Excerpts from location labeling data:
....
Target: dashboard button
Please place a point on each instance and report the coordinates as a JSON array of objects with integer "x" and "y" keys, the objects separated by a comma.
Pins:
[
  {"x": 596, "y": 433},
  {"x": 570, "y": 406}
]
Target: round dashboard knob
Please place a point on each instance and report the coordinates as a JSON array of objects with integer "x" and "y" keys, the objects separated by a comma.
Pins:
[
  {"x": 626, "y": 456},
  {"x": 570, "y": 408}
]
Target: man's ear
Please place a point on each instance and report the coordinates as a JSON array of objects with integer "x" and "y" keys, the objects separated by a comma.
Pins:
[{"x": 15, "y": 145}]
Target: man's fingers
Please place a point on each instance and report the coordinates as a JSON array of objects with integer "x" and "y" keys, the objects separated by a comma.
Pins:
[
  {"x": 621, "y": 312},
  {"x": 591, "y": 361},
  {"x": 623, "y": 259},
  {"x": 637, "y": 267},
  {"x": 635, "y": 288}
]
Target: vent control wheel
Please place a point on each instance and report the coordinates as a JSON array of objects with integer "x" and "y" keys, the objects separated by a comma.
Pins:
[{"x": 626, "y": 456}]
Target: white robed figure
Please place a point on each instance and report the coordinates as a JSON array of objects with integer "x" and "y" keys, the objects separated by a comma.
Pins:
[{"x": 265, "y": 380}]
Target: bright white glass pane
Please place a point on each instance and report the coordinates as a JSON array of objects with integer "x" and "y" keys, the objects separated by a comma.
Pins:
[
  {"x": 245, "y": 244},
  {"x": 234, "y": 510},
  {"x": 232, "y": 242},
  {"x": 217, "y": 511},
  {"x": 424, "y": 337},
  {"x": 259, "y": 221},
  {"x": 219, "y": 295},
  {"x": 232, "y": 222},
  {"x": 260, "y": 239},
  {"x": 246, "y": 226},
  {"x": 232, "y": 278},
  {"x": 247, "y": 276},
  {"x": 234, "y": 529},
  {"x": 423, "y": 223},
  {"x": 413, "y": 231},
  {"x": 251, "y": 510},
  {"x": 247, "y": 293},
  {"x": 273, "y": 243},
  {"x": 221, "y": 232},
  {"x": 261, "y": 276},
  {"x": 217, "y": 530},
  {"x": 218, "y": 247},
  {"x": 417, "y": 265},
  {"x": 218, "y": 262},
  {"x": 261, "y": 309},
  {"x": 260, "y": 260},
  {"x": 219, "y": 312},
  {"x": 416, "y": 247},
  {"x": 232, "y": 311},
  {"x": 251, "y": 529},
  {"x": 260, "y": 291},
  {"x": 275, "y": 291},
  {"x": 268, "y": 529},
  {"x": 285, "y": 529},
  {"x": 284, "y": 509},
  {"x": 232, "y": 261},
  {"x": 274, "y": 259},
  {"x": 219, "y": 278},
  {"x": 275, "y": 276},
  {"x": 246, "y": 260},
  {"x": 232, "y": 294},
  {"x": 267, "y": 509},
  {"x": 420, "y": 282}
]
....
◆ **To do**:
Can you copy all of the rows above, character for character, without changing anything?

◆ **Solution to the problem**:
Target: dashboard button
Please place a point on each instance and report the coordinates as a JSON array of objects with integer "x" and "y" keys, the objects separated by a comma.
Pins:
[
  {"x": 596, "y": 433},
  {"x": 570, "y": 406}
]
Target: round dashboard knob
Please place a point on each instance and report the coordinates as a JSON array of objects with integer "x" and "y" keys, the objects separated by a comma.
Pins:
[
  {"x": 626, "y": 456},
  {"x": 570, "y": 408}
]
Target: man's ear
Please place a point on each instance and report the coordinates as a JSON array of objects with integer "x" and "y" keys, the objects separated by a comma.
Pins:
[{"x": 15, "y": 145}]
Target: man's fingers
Please place a point on each instance and report the coordinates as a JSON array of objects with integer "x" and "y" keys, the objects separated by a comma.
Pins:
[
  {"x": 621, "y": 312},
  {"x": 591, "y": 361},
  {"x": 623, "y": 259},
  {"x": 637, "y": 267},
  {"x": 635, "y": 288}
]
Target: vent control wheel
Please place a point on each instance and report the coordinates as a JSON array of objects with integer "x" and "y" keys, the objects separated by a comma.
Pins:
[{"x": 626, "y": 456}]
Target: white robed figure
Please place a point on each instance and report the coordinates as a JSON array of objects with integer "x" and "y" keys, the objects separated by a comma.
Pins:
[{"x": 265, "y": 380}]
Target: bright white glass pane
Please place a point on each instance and report the coordinates as a JSON array of objects with integer "x" and "y" keys, the objects separated by a comma.
Pins:
[
  {"x": 245, "y": 244},
  {"x": 234, "y": 510},
  {"x": 232, "y": 242},
  {"x": 217, "y": 511},
  {"x": 424, "y": 337},
  {"x": 259, "y": 221},
  {"x": 219, "y": 295},
  {"x": 232, "y": 222},
  {"x": 260, "y": 239},
  {"x": 246, "y": 226},
  {"x": 232, "y": 278},
  {"x": 247, "y": 276},
  {"x": 234, "y": 529},
  {"x": 423, "y": 223},
  {"x": 413, "y": 231},
  {"x": 251, "y": 510},
  {"x": 247, "y": 293},
  {"x": 273, "y": 243},
  {"x": 221, "y": 232},
  {"x": 261, "y": 276},
  {"x": 217, "y": 530},
  {"x": 218, "y": 247},
  {"x": 417, "y": 265},
  {"x": 218, "y": 262},
  {"x": 261, "y": 309},
  {"x": 260, "y": 260},
  {"x": 219, "y": 312},
  {"x": 416, "y": 247},
  {"x": 232, "y": 311},
  {"x": 251, "y": 529},
  {"x": 260, "y": 291},
  {"x": 275, "y": 291},
  {"x": 268, "y": 529},
  {"x": 285, "y": 529},
  {"x": 284, "y": 509},
  {"x": 232, "y": 261},
  {"x": 274, "y": 259},
  {"x": 219, "y": 278},
  {"x": 275, "y": 276},
  {"x": 246, "y": 260},
  {"x": 232, "y": 294},
  {"x": 267, "y": 509},
  {"x": 420, "y": 282}
]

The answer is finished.